What is needed =>
Locate each line in the entries below that contains the word "pine" and copy those lines.

Items from a dataset:
******************************
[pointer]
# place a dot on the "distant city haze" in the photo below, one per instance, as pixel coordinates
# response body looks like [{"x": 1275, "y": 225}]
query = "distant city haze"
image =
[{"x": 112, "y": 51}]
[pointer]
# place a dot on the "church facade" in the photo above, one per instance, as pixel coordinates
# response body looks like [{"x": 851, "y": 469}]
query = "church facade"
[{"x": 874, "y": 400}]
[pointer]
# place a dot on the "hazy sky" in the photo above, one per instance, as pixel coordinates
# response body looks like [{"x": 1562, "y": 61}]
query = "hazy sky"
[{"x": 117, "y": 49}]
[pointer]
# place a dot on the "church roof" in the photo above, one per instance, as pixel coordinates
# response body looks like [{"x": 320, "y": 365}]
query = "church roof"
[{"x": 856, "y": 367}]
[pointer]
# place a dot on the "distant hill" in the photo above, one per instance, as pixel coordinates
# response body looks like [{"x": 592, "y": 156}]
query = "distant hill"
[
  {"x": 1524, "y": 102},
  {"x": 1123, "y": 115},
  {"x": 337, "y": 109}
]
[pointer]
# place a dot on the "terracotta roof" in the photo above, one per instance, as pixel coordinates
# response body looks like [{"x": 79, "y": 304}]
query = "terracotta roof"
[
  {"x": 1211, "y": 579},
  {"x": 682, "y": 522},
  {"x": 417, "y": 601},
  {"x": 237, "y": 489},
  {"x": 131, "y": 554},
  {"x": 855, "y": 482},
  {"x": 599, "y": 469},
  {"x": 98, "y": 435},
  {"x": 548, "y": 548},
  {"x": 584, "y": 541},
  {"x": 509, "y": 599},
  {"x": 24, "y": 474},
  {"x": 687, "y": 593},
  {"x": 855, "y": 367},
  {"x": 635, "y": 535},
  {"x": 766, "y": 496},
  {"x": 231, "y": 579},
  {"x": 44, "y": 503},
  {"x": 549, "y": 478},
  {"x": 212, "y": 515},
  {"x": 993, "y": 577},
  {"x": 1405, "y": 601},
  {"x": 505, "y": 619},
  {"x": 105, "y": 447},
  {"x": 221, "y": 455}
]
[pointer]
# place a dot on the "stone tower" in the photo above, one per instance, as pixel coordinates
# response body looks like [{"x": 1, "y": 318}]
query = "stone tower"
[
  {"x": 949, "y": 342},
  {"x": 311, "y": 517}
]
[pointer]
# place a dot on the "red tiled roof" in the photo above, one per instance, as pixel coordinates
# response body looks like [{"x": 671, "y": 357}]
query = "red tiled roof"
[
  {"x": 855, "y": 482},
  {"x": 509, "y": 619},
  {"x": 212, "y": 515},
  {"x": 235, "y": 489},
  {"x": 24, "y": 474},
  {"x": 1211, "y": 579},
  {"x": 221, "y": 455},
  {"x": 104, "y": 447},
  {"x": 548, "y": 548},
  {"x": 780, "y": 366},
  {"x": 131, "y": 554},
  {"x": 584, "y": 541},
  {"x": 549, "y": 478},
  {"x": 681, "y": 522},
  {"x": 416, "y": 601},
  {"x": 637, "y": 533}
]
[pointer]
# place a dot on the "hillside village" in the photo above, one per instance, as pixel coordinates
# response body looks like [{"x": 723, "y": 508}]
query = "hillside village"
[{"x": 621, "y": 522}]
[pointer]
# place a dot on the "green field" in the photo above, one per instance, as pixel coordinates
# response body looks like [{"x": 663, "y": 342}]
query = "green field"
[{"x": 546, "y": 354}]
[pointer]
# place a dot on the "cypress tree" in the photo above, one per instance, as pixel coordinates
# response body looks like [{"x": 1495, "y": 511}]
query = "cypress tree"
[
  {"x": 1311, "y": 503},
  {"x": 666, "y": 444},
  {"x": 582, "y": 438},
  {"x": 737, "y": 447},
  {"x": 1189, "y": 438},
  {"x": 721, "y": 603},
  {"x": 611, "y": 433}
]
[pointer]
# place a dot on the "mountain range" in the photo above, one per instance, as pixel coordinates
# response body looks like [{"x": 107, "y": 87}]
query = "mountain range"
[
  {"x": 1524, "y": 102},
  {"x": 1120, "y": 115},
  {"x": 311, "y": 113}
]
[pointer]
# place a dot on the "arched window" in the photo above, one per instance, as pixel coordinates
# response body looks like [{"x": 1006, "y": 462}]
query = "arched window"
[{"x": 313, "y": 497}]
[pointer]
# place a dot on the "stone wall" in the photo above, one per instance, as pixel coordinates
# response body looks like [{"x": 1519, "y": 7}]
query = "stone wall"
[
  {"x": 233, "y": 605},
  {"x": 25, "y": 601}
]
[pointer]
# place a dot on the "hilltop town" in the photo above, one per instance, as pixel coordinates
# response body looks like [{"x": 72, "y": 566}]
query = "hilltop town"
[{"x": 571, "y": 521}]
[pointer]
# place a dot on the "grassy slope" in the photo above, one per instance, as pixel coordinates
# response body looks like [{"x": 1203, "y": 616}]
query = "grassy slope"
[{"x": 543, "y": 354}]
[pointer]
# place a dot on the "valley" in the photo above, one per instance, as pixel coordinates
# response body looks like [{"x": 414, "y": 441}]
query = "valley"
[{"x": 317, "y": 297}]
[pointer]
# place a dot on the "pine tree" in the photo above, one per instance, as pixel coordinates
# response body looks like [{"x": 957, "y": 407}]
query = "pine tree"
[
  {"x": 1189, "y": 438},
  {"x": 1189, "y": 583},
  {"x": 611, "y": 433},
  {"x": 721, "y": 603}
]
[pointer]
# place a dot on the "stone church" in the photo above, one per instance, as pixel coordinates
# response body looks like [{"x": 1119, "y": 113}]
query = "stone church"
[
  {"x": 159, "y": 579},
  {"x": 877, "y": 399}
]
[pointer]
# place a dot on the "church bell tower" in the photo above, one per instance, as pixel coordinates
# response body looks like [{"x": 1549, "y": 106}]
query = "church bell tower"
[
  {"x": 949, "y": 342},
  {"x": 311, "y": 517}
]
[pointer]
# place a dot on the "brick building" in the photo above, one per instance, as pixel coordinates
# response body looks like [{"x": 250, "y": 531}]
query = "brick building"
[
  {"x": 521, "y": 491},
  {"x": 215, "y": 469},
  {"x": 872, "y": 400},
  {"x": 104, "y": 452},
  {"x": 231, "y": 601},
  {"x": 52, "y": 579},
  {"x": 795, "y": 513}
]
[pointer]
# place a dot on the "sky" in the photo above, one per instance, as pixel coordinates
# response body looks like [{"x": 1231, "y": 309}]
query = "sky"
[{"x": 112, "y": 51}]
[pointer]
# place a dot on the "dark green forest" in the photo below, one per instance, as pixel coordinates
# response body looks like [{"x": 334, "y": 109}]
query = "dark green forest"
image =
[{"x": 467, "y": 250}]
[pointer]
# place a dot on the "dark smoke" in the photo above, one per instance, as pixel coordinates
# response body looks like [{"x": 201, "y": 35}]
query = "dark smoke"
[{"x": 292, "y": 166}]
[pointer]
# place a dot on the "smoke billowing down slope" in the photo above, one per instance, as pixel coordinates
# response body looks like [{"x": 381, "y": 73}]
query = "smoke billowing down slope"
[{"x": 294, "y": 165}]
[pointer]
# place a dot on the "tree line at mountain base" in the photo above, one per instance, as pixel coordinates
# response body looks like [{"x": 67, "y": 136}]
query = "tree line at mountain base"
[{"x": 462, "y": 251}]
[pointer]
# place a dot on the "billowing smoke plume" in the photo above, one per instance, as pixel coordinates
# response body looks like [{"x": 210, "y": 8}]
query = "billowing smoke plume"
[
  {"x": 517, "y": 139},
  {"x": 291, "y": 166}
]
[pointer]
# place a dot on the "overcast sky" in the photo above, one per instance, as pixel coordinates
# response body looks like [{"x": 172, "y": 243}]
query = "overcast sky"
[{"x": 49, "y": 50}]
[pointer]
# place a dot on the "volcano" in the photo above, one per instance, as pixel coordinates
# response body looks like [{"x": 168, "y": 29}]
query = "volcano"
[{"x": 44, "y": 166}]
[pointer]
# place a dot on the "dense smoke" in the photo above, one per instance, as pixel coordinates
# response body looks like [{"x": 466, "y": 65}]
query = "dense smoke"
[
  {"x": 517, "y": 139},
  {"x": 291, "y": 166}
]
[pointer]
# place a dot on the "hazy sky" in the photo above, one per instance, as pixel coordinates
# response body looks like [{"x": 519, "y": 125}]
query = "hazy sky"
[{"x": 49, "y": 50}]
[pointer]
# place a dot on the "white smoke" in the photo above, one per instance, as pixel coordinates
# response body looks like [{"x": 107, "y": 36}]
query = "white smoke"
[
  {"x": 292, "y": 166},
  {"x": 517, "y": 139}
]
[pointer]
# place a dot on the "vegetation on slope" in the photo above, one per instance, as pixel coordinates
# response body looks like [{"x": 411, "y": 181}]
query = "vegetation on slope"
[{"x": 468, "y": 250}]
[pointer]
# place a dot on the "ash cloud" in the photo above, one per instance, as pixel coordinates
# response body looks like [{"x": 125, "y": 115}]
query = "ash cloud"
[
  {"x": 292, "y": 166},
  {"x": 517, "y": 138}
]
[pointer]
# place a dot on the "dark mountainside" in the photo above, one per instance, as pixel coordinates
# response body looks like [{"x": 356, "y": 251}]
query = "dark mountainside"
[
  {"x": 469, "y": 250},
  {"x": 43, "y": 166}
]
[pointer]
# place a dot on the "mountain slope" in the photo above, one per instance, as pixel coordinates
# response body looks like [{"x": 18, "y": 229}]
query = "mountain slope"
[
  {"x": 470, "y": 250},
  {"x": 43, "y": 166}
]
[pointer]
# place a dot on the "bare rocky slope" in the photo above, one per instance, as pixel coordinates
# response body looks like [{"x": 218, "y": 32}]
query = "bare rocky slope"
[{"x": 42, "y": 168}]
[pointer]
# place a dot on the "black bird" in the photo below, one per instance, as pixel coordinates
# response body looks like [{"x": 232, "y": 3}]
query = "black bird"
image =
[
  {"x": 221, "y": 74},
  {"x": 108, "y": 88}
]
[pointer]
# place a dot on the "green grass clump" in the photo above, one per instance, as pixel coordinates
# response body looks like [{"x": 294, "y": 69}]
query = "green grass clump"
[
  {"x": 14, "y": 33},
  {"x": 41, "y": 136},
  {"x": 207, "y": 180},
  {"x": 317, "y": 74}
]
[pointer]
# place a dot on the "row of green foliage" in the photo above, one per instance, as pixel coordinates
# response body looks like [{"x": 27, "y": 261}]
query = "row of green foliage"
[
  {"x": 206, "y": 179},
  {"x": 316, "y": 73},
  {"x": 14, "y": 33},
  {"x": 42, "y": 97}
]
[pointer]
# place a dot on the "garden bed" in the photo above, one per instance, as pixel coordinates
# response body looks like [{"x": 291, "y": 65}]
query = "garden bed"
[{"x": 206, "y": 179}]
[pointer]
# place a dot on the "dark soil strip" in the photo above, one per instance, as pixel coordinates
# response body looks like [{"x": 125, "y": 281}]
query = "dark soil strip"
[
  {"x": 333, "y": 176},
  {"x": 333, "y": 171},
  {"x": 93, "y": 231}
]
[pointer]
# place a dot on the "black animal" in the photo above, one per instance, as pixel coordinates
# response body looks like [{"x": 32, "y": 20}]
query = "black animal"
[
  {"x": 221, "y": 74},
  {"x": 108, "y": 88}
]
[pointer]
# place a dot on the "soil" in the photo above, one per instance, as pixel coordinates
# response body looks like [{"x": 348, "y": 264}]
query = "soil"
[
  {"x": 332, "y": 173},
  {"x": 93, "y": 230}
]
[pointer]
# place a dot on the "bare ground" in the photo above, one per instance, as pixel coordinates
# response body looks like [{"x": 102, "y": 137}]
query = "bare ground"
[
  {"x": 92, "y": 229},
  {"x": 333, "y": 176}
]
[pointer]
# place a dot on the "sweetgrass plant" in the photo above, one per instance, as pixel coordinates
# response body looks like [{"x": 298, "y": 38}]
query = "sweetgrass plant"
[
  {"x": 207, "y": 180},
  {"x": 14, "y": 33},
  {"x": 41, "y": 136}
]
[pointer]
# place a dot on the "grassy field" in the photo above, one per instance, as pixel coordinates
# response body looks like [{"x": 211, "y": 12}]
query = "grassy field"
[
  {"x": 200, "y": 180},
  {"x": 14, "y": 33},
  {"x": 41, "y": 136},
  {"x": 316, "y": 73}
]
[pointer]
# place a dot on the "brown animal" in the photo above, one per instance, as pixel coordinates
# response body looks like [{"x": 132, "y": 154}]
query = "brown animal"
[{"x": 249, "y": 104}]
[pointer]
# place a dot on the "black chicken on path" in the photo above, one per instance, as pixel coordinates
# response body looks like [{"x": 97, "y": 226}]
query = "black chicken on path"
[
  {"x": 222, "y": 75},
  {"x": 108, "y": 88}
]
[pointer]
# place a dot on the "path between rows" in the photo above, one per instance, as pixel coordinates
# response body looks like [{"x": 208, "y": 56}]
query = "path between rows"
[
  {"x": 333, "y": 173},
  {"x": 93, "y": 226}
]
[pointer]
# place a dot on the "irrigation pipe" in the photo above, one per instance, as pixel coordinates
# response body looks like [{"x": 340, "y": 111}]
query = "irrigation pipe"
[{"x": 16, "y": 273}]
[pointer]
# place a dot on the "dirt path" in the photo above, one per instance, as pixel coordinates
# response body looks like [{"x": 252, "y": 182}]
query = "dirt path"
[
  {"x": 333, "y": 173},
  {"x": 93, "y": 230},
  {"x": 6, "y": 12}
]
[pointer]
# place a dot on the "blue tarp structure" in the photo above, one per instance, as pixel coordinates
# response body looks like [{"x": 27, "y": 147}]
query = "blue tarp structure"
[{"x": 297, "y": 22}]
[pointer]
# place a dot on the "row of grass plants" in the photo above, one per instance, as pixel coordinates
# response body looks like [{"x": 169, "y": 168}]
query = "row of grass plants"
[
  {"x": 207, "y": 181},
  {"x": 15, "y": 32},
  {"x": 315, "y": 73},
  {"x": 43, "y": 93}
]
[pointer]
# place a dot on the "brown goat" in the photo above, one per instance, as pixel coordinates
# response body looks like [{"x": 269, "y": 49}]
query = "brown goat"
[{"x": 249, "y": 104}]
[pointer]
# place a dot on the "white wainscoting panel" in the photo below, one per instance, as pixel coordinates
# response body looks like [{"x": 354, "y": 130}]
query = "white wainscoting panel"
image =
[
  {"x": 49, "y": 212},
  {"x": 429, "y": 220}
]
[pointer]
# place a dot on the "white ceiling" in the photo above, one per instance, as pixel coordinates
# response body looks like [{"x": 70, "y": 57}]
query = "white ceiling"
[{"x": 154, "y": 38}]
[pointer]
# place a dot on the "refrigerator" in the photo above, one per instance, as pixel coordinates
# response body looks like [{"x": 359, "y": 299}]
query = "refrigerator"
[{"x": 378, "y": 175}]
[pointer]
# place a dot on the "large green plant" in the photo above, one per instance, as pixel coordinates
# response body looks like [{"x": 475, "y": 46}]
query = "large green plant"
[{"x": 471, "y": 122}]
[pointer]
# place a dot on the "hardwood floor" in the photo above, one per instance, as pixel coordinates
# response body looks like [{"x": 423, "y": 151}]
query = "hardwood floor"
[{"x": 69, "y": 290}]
******************************
Task output =>
# place a dot on the "pine tree" in the photo above, one per instance, as pixel coordinates
query = "pine tree"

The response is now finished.